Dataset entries
'''

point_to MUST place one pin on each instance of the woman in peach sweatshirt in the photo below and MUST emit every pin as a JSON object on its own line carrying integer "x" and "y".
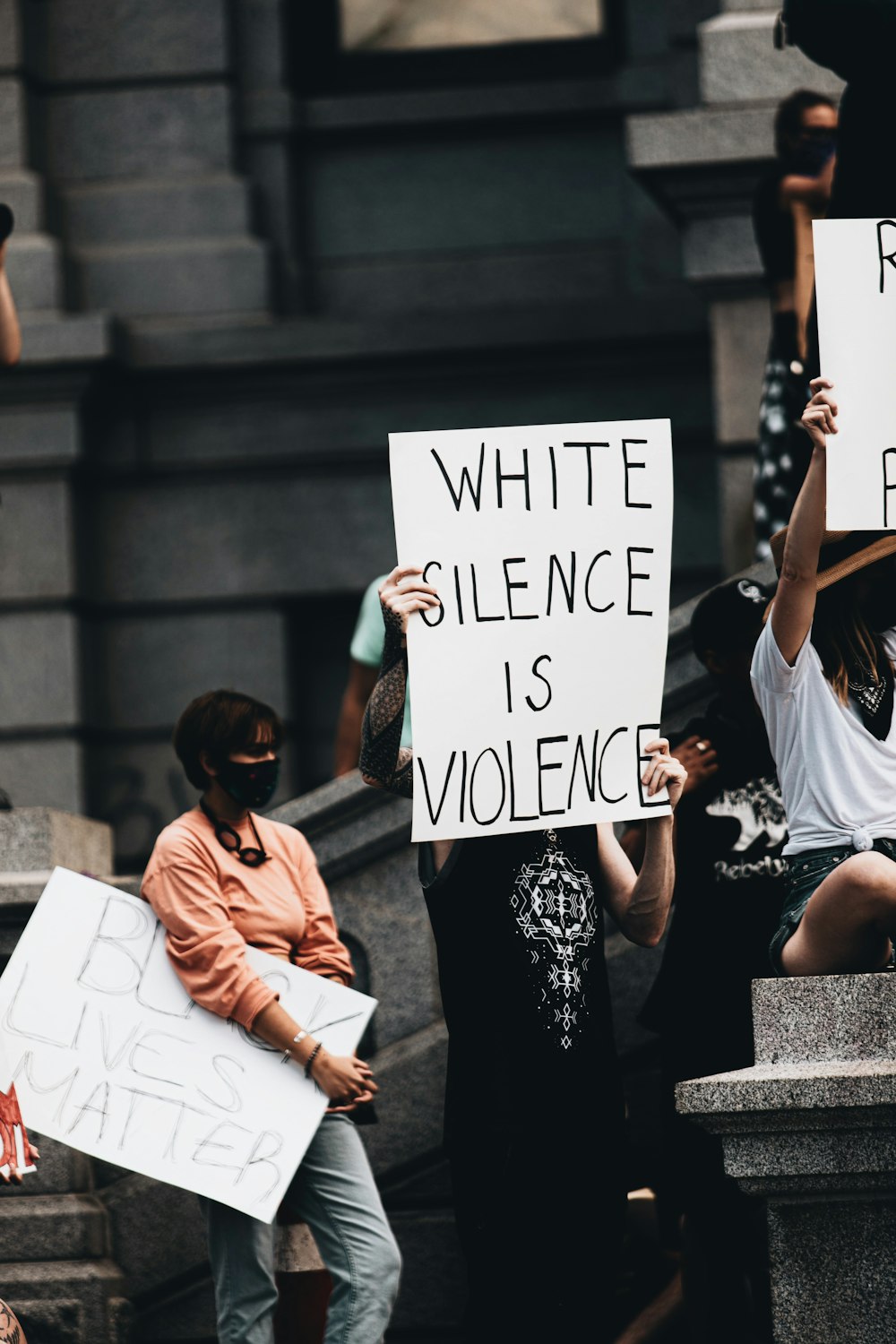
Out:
{"x": 220, "y": 879}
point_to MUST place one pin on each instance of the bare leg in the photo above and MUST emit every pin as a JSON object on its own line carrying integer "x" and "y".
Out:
{"x": 848, "y": 922}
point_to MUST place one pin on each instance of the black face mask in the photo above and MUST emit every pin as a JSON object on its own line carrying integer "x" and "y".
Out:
{"x": 252, "y": 784}
{"x": 812, "y": 155}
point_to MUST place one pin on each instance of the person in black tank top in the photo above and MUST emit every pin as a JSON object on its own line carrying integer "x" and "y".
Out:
{"x": 533, "y": 1121}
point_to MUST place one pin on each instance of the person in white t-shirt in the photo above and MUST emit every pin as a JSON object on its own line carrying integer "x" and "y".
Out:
{"x": 823, "y": 679}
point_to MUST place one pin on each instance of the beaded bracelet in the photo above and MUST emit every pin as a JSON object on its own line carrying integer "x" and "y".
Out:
{"x": 311, "y": 1059}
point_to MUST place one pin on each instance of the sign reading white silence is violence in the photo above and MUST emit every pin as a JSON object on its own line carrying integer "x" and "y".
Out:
{"x": 856, "y": 295}
{"x": 109, "y": 1054}
{"x": 538, "y": 683}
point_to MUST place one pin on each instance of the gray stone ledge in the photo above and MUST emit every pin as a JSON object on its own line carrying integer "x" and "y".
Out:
{"x": 790, "y": 1088}
{"x": 739, "y": 62}
{"x": 825, "y": 1018}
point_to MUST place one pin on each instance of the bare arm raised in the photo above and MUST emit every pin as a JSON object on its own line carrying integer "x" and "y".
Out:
{"x": 640, "y": 902}
{"x": 794, "y": 607}
{"x": 384, "y": 762}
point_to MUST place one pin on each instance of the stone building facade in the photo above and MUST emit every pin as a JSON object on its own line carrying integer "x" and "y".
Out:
{"x": 244, "y": 257}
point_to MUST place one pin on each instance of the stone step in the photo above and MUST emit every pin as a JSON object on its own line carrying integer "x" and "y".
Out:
{"x": 202, "y": 276}
{"x": 53, "y": 1228}
{"x": 21, "y": 190}
{"x": 433, "y": 1276}
{"x": 35, "y": 271}
{"x": 61, "y": 1171}
{"x": 70, "y": 1301}
{"x": 151, "y": 210}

'''

> _Work request_:
With the line that contains "the stone step" as your start, reproduce the data above exactly through its last line, and nothing before that start.

> _Response area_:
point_to MUST place one pin on each instance of the stone step in the photo above and MUST emit every pin as a JSON object on its own line carrying integer "x" and "y".
Out:
{"x": 202, "y": 276}
{"x": 53, "y": 1228}
{"x": 21, "y": 190}
{"x": 433, "y": 1276}
{"x": 35, "y": 271}
{"x": 61, "y": 1171}
{"x": 70, "y": 1301}
{"x": 151, "y": 210}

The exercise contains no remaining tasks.